_INSTRUCTIONS_
1. Switch "Ralph" to "Bruno" and write out the dog food thread from "# Dry food - which" to "speak highly of.".
2. Decide whether each statement agrees with the dog food thread, answering yes or no and quoting the words that settle it: (a) The store Tinman visited stocked Barking Heads. (b) Ruby came to Tinman's family on Royal Canin. (c) Tinman describes Symply as British made.
3. Carry on the dog food thread from the point where it stops.

_READING PASSAGE_
# Dry food - which is best



## Tinman (Apr 23, 2013)

Today I have been in a pet warehouse supply store - please note it was not a well known chain that we all see on the retail parks! But a huge place with a massive selection at extremely competitive prices (cheaper than the well known retail superstore!) 
The staff were very helpful & knowledgeable, it had the stores cats and dogs wandering around like they owned the place (they do!!) 
I was enquiring after dry food / raw food diets.
Ralph came to us on eukanuba - which I took to be a good quality brand.... The power of advertising & sponsorship eh? 
Ruby came to us on royal canin- which the vet said was an excellent choice...
Talking to the staff today they were recommending "Canagan" or "symply" then Arden grange which I've heard of - but they don't stock barking heads which I know some of you on here speak highly of.
Just who wondering (after this long thread....) if anyone uses or as heard of these brands symply/ canagan? 
I would like to do the raw diet - but it seems complicated and high maintenance for a working mum with kids & dogs!!


----------



## 3boys1pup (Jan 13, 2013)

Post removed


----------



## Tinman (Apr 23, 2013)

3boys1pup said:


> Coco was on Royal Canin when we got her, but she used to poo about 7-8 times a day. Usually on my carpet
> 
> 
> I switched her to Barking hEads mad highly rate it. After a few days the changes were really noticeable. Less poos (3 a day now at regular times) and less weepy stuff in her eyes. Her coat is so soft and glossy too.
> ...


That's interesting, glad you got a better result from changing - ruby only does about 2 a day (can you believe only one in the house since we got her just over 2 weeks ago!!) I put that down to the recent spell of good weather we had and us been outside, now the rain is due we'll see.... 
But she is a red pup and has the mess on her eyes - more noticeable on her than our black pup Ralph.
I have now finished the eukanuba, have some royal canin to finish off - but want to change.
The world of dog food is just too confusing to me!


----------



## wilfiboy (Sep 18, 2010)

Is Symply the Jolleys own brand x


----------



## Tinman (Apr 23, 2013)

wilfiboy said:


> Is Symply the Jolleys own brand x


I don't think so.... It's part of the Canagan brand??
Google it..... Which reviews give it 4.6 / 5
It's apparently all British made with no cereal bulk / additives x


----------



## sugerlump (Oct 6, 2012)

Tracy..all the food is good ,as long as it don't have corn and junk like that in it read the label,and then get a small bag and have your pup's try it and see which one they like the best not all poo's are built the same haa Haa


----------



## tessybear (May 1, 2011)

_DATASET ENTRIES_
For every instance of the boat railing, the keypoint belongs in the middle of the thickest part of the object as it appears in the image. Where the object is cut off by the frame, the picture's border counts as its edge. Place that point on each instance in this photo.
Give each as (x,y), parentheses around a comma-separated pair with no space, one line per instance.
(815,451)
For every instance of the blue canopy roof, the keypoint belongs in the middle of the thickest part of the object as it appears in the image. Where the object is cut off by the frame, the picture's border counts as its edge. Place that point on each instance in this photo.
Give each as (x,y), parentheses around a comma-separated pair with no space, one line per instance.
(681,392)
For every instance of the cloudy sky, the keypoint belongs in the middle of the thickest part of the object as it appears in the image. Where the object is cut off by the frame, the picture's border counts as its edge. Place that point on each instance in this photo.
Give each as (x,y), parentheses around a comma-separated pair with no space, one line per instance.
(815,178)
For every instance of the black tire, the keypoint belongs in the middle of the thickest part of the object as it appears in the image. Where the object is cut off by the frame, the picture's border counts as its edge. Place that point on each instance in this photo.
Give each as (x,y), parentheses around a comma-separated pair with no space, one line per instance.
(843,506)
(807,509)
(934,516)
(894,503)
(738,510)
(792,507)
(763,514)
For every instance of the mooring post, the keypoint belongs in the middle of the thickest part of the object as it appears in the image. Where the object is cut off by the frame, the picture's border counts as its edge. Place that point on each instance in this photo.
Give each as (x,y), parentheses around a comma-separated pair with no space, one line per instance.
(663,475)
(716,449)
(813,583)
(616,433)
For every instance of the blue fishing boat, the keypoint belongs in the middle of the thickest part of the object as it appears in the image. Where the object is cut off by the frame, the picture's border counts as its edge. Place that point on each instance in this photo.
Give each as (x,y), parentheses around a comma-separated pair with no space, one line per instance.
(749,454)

_RESPONSES PER TASK_
1.
# Dry food - which is best



## Tinman (Apr 23, 2013)

Today I have been in a pet warehouse supply store - please note it was not a well known chain that we all see on the retail parks! But a huge place with a massive selection at extremely competitive prices (cheaper than the well known retail superstore!) 
The staff were very helpful & knowledgeable, it had the stores cats and dogs wandering around like they owned the place (they do!!) 
I was enquiring after dry food / raw food diets.
Bruno came to us on eukanuba - which I took to be a good quality brand.... The power of advertising & sponsorship eh? 
Ruby came to us on royal canin- which the vet said was an excellent choice...
Talking to the staff today they were recommending "Canagan" or "symply" then Arden grange which I've heard of - but they don't stock barking heads which I know some of you on here speak highly of.

2.
(a) No: "they don't stock barking heads"
(b) Yes: "Ruby came to us on royal canin"
(c) Yes: "It's apparently all British made with no cereal bulk / additives"

3.
Mine are raw fed but I always keep a bag of Canagan incase I am travelling, have run out, or forgotten to defrost their food. I have done a lot of research and its the best of the kibble in my opinion. They can switch easily to it without it affecting their tummies. Mine prefer their normal raw food and wont normally eat kibble but they especially like the Game flavour of Canagan.


----------



## Tinman (Apr 23, 2013)

tessybear said:


> Mine are raw fed but I always keep a bag of Canagan incase I am travelling, have run out, or forgotten to defrost their food. I have done a lot of research and its the best of the kibble in my opinion. They can switch easily to it without it affecting their tummies. Mine prefer their normal raw food and wont normally eat kibble but they especially like the Game flavour of Canagan.


ThanksTess - as I don't think I can fully commit to the raw diet (time and effort - poor excuse I know!!) - which I would like to do, I think I will try the Canagan


----------



## Tecstar (Apr 17, 2013)

Do a search as many people have discussed this. Barking Heads seems popular, and is reasonably priced compared with some of the premium brands. Whatever you try, buy a small bag first!


Sent from my iPad using Tapatalk


----------



## wilfiboy (Sep 18, 2010)

http://www.whichdogfood.co.uk/dog-food-reviews/0666/canagan

http://www.whichdogfood.co.uk/dog-food-reviews/0054/barking-heads-adult

http://www.whichdogfood.co.uk/dog-food-reviews/0671/eden-multi-meat-and-fish-formula

http://www.whichdogfood.co.uk/dog-food-reviews/0783/pure-dog-food

http://www.whichdogfood.co.uk/dog-food-reviews/0125/symply-adult-small-breed

http://www.whichdogfood.co.uk/dog-food-reviews/0744/simpsons-premium-8020

http://www.whichdogfood.co.uk/dog-food-reviews/0013/orijen-adult

Orijen, Eden and Simpsons were the only three to gain 5 stars.
Hope this helps x


----------



## Tinman (Apr 23, 2013)

I,ll check out these links tonight with a glass of wine! - many thanks Karen 
You just get so much information and different choices and people's preferences - it's confusing!!


----------



## JoJo (Mar 2, 2011)

Tracey as you most probably know I am a Barking Heads fan, however I have heard good things about Canagan... saying that don't think I would change to it over Barking Heads.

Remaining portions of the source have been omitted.